Your task is to show every line in the listing below that includes "Target".

◆ **Entries supplied**:
--*--

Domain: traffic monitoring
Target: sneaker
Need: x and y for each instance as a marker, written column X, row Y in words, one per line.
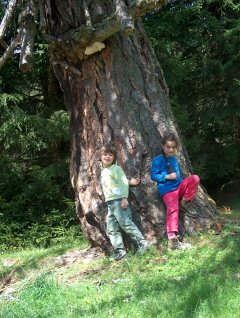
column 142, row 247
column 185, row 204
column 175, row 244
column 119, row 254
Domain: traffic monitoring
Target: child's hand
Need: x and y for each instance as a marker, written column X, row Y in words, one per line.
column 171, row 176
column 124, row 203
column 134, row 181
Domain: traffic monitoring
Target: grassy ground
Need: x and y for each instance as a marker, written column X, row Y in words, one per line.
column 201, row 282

--*--

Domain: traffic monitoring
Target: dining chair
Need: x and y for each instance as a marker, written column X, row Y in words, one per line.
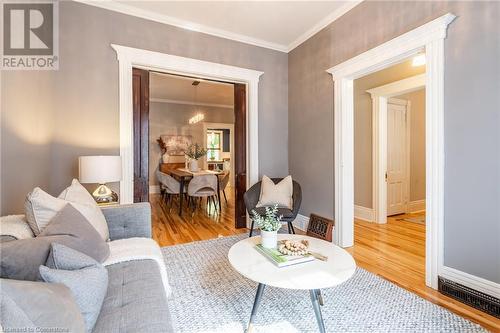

--*--

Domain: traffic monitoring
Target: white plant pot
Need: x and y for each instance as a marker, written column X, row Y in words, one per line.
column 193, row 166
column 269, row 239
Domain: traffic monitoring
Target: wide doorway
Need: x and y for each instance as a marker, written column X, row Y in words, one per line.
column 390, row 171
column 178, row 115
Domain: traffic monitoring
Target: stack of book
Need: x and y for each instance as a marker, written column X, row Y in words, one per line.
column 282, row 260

--*--

◆ **Answer to this task**:
Target: sneaker
Target: child's hand
Target: grassy ground
Target: dining chair
Target: white plant pot
Target: wide doorway
Target: stack of book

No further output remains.